* **Work task**: The records that follow must be reproduced in full, with every picture excluded.

[Stored data Boundary: Start]

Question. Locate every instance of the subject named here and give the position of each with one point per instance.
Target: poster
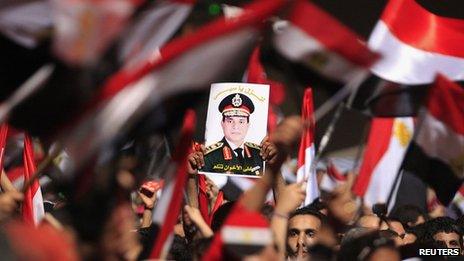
(236, 124)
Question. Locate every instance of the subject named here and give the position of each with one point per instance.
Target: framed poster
(236, 123)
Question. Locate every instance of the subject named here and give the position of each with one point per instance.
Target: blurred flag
(415, 44)
(436, 154)
(204, 200)
(322, 43)
(33, 208)
(332, 178)
(386, 146)
(168, 207)
(152, 29)
(216, 52)
(26, 22)
(307, 150)
(84, 29)
(256, 74)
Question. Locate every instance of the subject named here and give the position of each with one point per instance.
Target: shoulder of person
(214, 147)
(253, 145)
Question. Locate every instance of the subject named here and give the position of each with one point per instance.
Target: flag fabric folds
(33, 208)
(322, 43)
(307, 150)
(416, 44)
(386, 146)
(168, 207)
(152, 29)
(436, 154)
(218, 51)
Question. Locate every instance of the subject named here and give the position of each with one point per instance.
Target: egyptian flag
(33, 208)
(332, 178)
(315, 39)
(417, 39)
(436, 154)
(307, 150)
(386, 146)
(152, 28)
(218, 51)
(416, 44)
(168, 208)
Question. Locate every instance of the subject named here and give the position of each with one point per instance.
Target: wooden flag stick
(43, 165)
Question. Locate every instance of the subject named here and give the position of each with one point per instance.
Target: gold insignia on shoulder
(252, 145)
(402, 132)
(214, 147)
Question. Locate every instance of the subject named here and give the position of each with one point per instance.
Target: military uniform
(219, 158)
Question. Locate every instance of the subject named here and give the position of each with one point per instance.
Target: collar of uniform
(233, 146)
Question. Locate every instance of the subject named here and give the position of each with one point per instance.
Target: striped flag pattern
(307, 150)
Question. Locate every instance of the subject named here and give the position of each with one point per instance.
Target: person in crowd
(409, 215)
(303, 227)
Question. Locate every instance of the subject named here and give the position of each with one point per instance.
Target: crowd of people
(251, 227)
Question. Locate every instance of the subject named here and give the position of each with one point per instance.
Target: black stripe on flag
(437, 174)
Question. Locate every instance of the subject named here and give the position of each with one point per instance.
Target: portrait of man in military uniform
(232, 154)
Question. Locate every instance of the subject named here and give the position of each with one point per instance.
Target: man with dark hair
(409, 215)
(303, 227)
(232, 154)
(444, 229)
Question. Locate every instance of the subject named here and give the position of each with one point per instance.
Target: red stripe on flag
(446, 103)
(416, 26)
(332, 34)
(3, 136)
(180, 158)
(307, 113)
(29, 170)
(253, 15)
(377, 145)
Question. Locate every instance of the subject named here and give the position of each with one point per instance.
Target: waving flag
(386, 146)
(416, 44)
(307, 150)
(33, 209)
(152, 29)
(168, 208)
(322, 43)
(216, 52)
(436, 154)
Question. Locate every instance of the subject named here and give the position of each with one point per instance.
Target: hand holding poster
(235, 126)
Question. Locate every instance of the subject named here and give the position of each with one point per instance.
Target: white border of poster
(257, 128)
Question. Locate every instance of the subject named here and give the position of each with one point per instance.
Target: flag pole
(28, 88)
(399, 174)
(349, 88)
(42, 166)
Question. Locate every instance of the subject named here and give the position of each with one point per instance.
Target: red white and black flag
(315, 39)
(306, 171)
(417, 39)
(436, 153)
(416, 44)
(218, 51)
(386, 146)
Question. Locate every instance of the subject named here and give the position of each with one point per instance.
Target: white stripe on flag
(439, 141)
(298, 46)
(304, 173)
(387, 168)
(37, 206)
(402, 63)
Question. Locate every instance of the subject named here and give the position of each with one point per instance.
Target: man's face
(302, 232)
(235, 129)
(450, 239)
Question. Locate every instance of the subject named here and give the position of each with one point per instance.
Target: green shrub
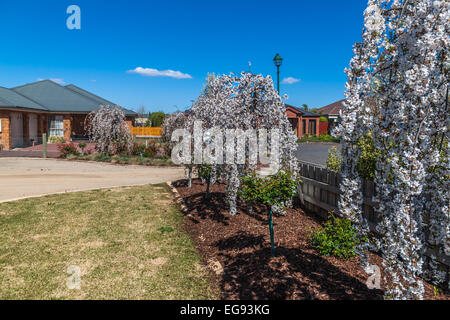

[Stored data Boundary: End]

* **Completed task**:
Question. Locate every instance of the subject named here and give the position of each with one point per instance.
Target: poster
(236, 124)
Question. Locate every instance of the subject named here and give the position of each with one point per instance.
Target: framed poster
(236, 123)
Question. Locate every instance of the subject named here and give the position of each with one point per instance.
Target: blurred flag
(415, 44)
(436, 154)
(204, 200)
(322, 43)
(33, 208)
(332, 178)
(386, 146)
(168, 207)
(152, 29)
(216, 52)
(26, 22)
(307, 150)
(84, 29)
(256, 74)
Question. Locate every instance of the subject named here and give the position of each with one point per instance.
Target: shoulder of person
(214, 147)
(253, 145)
Question. Locate every instance of the subject named here and give the position of each with one point per instance.
Target: flag fabric folds
(33, 208)
(322, 43)
(307, 150)
(416, 44)
(386, 146)
(168, 207)
(152, 29)
(436, 154)
(218, 51)
Question. Locate every instance of the subject named here and give the position of each with one point per instance.
Target: egyptian flag
(33, 208)
(332, 178)
(315, 39)
(417, 39)
(436, 154)
(307, 150)
(386, 146)
(152, 28)
(218, 51)
(416, 44)
(168, 208)
Question. Locate every instance of the subject named here and give the position of each with one point per instance.
Target: wooden flag stick
(43, 165)
Question. Locate every instance of the subject named here and give the position of each with one point per instance.
Target: gold insignia on shoulder
(252, 145)
(402, 132)
(214, 147)
Question. Locate every instance of the subject named here and give the position of each with one point per instance.
Target: military uniform
(219, 158)
Question. Locate every instance of the subject named here and give the position of each with one point per instance.
Target: collar of uniform
(233, 146)
Question. Locate every instance of the subject named here and give the position of each with one point per instance.
Target: striped flag pattern
(307, 150)
Question. Locate every instance of the subject named here and give the position of each with one point per instance.
Target: person in crowd
(409, 215)
(303, 227)
Question. Locate every instance of the subject named here and give the position of each with one point per instance.
Target: crowd of people
(251, 227)
Question. Locate every instance of the subject named here and give the position of each with one point per instance.
Target: black stripe on flag
(437, 174)
Question. Locate every instance of the subject named here and give the position of each with one point per instance.
Target: portrait of man in military uniform
(232, 154)
Question. Locate every instance of the subject named here and give the position of each with one point per instance.
Target: man with dark hair
(409, 215)
(303, 227)
(232, 154)
(444, 229)
Question. Locate every instance of the subject named here and give the position of each with one point per instance.
Target: red stripe on flag
(446, 103)
(416, 26)
(332, 34)
(3, 136)
(180, 158)
(307, 113)
(29, 170)
(253, 15)
(377, 145)
Question. Locate every instance of the subject named here and give the position of each with one point per instance.
Target: waving flag
(386, 146)
(416, 44)
(307, 150)
(33, 209)
(152, 29)
(168, 208)
(322, 43)
(216, 52)
(436, 154)
Question. Locate every instance of the subject named here and give the position of each with one point per instance.
Target: hand holding poster
(235, 126)
Question. Locate every instance of the subject named here and give the position of each with one point per instance.
Target: white border of poster
(257, 128)
Question. Locate every instance of the subject named here and give the position of each with one point per instance.
Target: flag pole
(28, 88)
(399, 174)
(349, 88)
(42, 166)
Question. Locate every instance of the subject named here and give the position of each with one point per instance.
Target: red white and black flag
(315, 39)
(306, 171)
(417, 39)
(436, 153)
(416, 44)
(218, 51)
(386, 146)
Question. Locate every instance of the subject named here and give the position of each with one point per instance.
Target: white stripe on flag
(439, 141)
(298, 46)
(304, 173)
(387, 168)
(37, 206)
(402, 63)
Question. Locate every instance of the subject named here and give the position of each with one point per instance.
Target: man's face
(302, 232)
(235, 129)
(450, 239)
Question. Locate every instance of the subject named here and give the position of each with one point per instance.
Target: green shrub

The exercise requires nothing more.